-- BEGIN MATERIAL PROVIDED --

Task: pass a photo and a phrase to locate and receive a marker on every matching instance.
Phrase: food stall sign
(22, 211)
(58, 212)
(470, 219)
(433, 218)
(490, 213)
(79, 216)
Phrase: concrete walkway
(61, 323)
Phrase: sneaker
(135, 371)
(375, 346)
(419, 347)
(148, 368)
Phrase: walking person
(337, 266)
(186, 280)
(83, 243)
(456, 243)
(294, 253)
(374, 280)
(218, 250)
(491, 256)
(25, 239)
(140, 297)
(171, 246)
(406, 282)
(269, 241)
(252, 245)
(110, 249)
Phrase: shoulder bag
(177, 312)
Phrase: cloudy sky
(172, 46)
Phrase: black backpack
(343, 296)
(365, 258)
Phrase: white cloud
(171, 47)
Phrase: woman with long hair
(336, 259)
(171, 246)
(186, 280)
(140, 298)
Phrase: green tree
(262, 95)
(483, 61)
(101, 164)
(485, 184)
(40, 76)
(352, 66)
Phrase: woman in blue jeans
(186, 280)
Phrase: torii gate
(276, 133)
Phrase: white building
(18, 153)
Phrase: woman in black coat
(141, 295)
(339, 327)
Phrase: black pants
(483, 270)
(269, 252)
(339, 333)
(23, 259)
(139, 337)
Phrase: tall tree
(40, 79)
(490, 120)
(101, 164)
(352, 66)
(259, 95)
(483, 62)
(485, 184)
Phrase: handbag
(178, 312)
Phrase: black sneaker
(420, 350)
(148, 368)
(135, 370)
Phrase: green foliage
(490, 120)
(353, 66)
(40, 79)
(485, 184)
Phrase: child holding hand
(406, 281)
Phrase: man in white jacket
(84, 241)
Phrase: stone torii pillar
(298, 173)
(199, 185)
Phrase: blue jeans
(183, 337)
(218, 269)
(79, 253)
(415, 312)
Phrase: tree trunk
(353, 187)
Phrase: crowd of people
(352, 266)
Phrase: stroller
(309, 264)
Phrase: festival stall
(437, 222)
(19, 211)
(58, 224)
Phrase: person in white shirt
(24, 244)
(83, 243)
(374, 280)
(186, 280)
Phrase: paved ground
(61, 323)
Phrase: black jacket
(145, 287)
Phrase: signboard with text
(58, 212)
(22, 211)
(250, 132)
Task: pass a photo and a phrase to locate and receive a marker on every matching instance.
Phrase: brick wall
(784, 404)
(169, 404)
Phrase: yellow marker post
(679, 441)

-- END MATERIAL PROVIDED --

■ WHAT NEEDS TO BE DONE ■
Rewrite all of the lines above as a two-column CSV with the headers input and output. Give one row for each line and its answer, with each value in a single quoted field and line breaks replaced by spaces.

■ THE SOLUTION ■
input,output
"Task: pass a photo and a phrase to locate and receive a marker on every matching instance. Phrase: food stall sign","(22, 211) (58, 212) (470, 219) (433, 218) (490, 213) (79, 216)"
"Phrase: concrete walkway","(61, 323)"
"Phrase: sneaker","(135, 371) (375, 346) (419, 347) (148, 368)"
"Phrase: walking person","(337, 266) (186, 280) (83, 243) (456, 243) (294, 253) (374, 280) (218, 250) (491, 256) (25, 239) (140, 297) (171, 246) (406, 282) (269, 241) (252, 245) (110, 249)"
"Phrase: shoulder bag","(177, 312)"
"Phrase: cloudy sky","(172, 46)"
"Phrase: black backpack","(343, 296) (365, 258)"
"Phrase: white cloud","(171, 47)"
"Phrase: woman with long hair","(336, 259) (171, 246) (186, 280) (140, 298)"
"Phrase: green tree","(262, 95) (483, 61) (101, 164) (485, 184) (40, 76) (352, 66)"
"Phrase: woman in blue jeans","(186, 280)"
"Phrase: torii gate","(276, 133)"
"Phrase: white building","(18, 153)"
"Phrase: woman in black coat","(141, 295) (339, 327)"
"Phrase: black pants","(483, 270) (269, 252) (339, 333) (23, 259) (139, 337)"
"Phrase: tall tree","(40, 79) (490, 120) (101, 164) (352, 66) (259, 95) (483, 62) (485, 184)"
"Phrase: handbag","(178, 312)"
"Phrase: black sneaker","(420, 350) (148, 368) (135, 370)"
"Phrase: green foliage","(490, 120) (353, 66) (40, 79) (485, 184)"
"Phrase: child holding hand","(406, 281)"
"Phrase: man in white jacket","(84, 241)"
"Phrase: stone torii pillar","(298, 173) (199, 185)"
"Phrase: blue jeans","(183, 337) (218, 269) (79, 253) (415, 312)"
"Phrase: tree trunk","(353, 187)"
"Phrase: crowd of people","(352, 266)"
"Phrase: stroller","(309, 264)"
"Phrase: festival stall","(437, 222) (19, 211) (58, 224)"
"Phrase: person in white shirt","(24, 244) (83, 243) (374, 280) (186, 280)"
"Phrase: paved ground","(61, 323)"
"Phrase: black jacket","(145, 287)"
"Phrase: signboard with text","(58, 212) (22, 211) (250, 132)"
"Task: pass a photo and a phrase to locate and receive a marker on every matching instance. Phrase: brick wall","(784, 404) (169, 404)"
"Phrase: yellow marker post","(679, 441)"